**TEXT UNDER STUDY**
Michael Collins, Computer Science; David Kipping, Astronomy
This team will build predictive models capable of intelligently optimizing telescope resources, and uncover the rules and regularities in planetary systems, specifically through the application of grammar induction methods used in computational linguistics.
Roxana Geambasu, Computer Science; Daniel Hsu, Computer Science; Nicholas Tatonetti, Biomedical Informatics
This team is building an infrastructure system for sharing privacy-preserving machine learning models of large-scale, dynamic, clinical datasets. The system will enable medical researchers in small clinics or pharmaceutical companies to incorporate multitask feature models learned from big clinical datasets to bootstrap their own machine learning models on top of their (potentially much smaller) clinical datasets. The multitask feature models protect the privacy of individual records in the large datasets through a rigorous method called differential privacy.

**EXERCISES**
1. Using the project summaries, explain why researchers at small clinics or pharmaceutical companies would draw on the multitask feature models.
2. Please carry the project summaries forward from their last sentence.

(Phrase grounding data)

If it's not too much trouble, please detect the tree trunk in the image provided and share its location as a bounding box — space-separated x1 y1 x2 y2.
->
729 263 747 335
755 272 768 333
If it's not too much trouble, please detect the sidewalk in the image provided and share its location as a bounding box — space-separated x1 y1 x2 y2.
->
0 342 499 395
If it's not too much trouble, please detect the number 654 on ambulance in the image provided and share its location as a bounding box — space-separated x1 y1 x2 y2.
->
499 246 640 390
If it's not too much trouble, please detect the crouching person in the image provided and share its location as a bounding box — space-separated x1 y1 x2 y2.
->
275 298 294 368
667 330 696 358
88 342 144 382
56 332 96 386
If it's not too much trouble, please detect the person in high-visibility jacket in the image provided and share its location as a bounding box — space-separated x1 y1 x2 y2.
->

**ANSWERS TO THE EXERCISES**
1. Those models are learned from big clinical datasets, and researchers can incorporate them to bootstrap their own machine learning models on top of their own, potentially much smaller, clinical datasets. The models protect the privacy of individual records in the large datasets through differential privacy.

2.
Trenton Jerde, Zuckerman Institute; Nikolaus Kriegeskorte, Zuckerman Institute; Nima Mesgarani, Electrical Engineering; Chris Wiggins, Applied Physics and Applied Mathematics
This team will build a complementary mechanism for web-based sharing of reasoned judgments to perform probabilistic inference on contentious claims with machine learning algorithms and bring rationality to the social web.
Ruth DeFries, Ecology, Evolution and Environmental Biology; Arlene Fiore, Earth and Environmental Sciences; Jeff Goldsmith, Biostatistics; Marianthi-Anna Kioumourtzoglou, Environmental Health Sciences; Daniel Westervelt, Lamont-Doherty Earth Observatory; John Wright, Electrical Engineering
This team will develop methods to extract patterns from multiple datasets and identify the dominant sources of air pollution across India and how they vary in space and time. Their work is a step towards the overarching goal of informing effective clean air solutions and reducing public health burdens associated with exposure to air pollution in India.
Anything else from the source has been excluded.